[FOM] "Mathematician in the street"

Charles Silver silver_1 at mindspring.com
Mon Aug 10 13:39:46 EDT 2009


	What I'm about to say may have some small relevance to the  
"mathematician in the street," (MIS) and his knowledge and opinion of  
AC and CH.
	From speaking to various mathematicians outside of foundations/ 
metamathematics (found/meta), I've started to believe that some MISes  
who are relatively advanced in a specific discipline *outside* set  
theory, *believe* that they ****know*** set theory and also, if they  
can state AC and CH, then they also have opinions about their truth  
value, regardless of their state of knowledge about anything else in  
set theory.  I should add some qualifications.   Those I spoke with do  
*not* belong to a department that has a found/meta area.  Though this  
certainly has some bearing on this issue, it is not unusual.  I'll  
hazard a guess that fewer than 14% ( 1/7) of math departments have  
*any* found/meta area.  [<<--I'm hoping someone can provide a more  
accurate figure.]  (This is not to say that there aren't some isolated  
mathematicians who know some logic & set theory, but I'm supposing few  
of them have any opportunity to teach a course in set theory.  And if  
they do, I think they go only a bit further into the topic and only in  
slightly more detail than can be found in discrete math books.)

> **Challenge 1**:
Extract the entries from the line containing "Task: localize glass" up to and including the line containing "[167,155,214,261]", reproducing each line without any change.
The post and the entries that come next have no connection to each other.

> **Records for processing**:
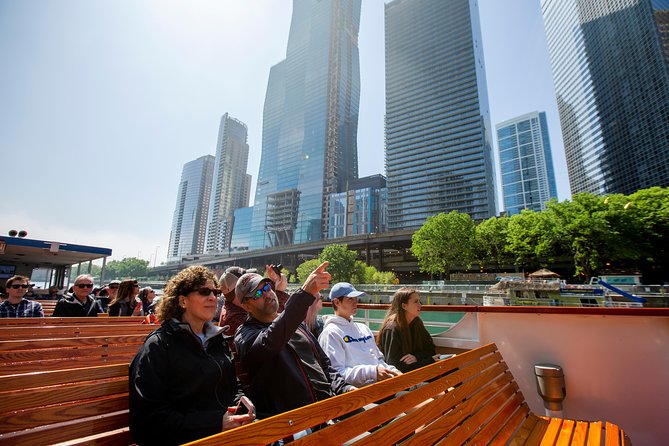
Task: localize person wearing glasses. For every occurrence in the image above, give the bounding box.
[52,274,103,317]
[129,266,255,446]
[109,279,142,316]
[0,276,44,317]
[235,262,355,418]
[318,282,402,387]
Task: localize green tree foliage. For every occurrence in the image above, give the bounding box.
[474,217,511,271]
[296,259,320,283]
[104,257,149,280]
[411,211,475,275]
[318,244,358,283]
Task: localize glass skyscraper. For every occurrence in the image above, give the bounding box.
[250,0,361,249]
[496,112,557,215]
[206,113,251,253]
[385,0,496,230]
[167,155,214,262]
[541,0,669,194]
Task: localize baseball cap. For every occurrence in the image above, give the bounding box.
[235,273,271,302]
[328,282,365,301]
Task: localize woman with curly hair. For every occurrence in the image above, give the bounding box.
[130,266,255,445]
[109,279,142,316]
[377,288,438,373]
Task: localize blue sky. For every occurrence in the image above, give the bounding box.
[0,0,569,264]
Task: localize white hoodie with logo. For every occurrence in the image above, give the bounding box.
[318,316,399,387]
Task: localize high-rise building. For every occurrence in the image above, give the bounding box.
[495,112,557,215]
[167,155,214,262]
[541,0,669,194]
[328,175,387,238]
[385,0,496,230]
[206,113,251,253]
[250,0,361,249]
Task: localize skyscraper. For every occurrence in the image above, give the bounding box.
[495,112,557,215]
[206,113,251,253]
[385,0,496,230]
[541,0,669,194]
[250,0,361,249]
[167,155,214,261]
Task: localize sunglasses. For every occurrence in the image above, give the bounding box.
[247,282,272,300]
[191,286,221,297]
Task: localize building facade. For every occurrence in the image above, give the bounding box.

> **Challenge 2**:
In the post, what share of math departments does Charles Silver guess have any found/meta area?

> **Result 1**:
Task: localize glass skyscraper. For every occurrence in the image above, give the bounding box.
[250,0,361,249]
[496,112,557,215]
[206,113,251,253]
[385,0,496,230]
[167,155,214,262]
[541,0,669,194]
Task: localize baseball cap. For every occurrence in the image above, give the bounding box.
[235,273,271,302]
[328,282,365,301]
Task: localize woman with curly hair. For every occurrence in the image above, give the bounding box.
[130,266,255,445]
[109,279,142,316]
[377,288,438,373]
Task: localize blue sky. For every occurrence in the image above, give the bounding box.
[0,0,569,264]
Task: localize white hoodie with logo. For every occurrence in the image above, give the bounding box.
[318,316,399,387]
Task: localize high-rise building. For every occurrence in the image above, give the bounding box.
[495,112,557,215]
[167,155,214,262]
[541,0,669,194]
[328,175,387,238]
[385,0,496,230]
[206,113,251,253]
[250,0,361,249]
Task: localize skyscraper. For every occurrence in the image above, give the bounding box.
[495,112,557,215]
[206,113,251,253]
[385,0,496,230]
[541,0,669,194]
[250,0,361,249]
[167,155,214,261]

> **Result 2**:
Fewer than 14% (1/7).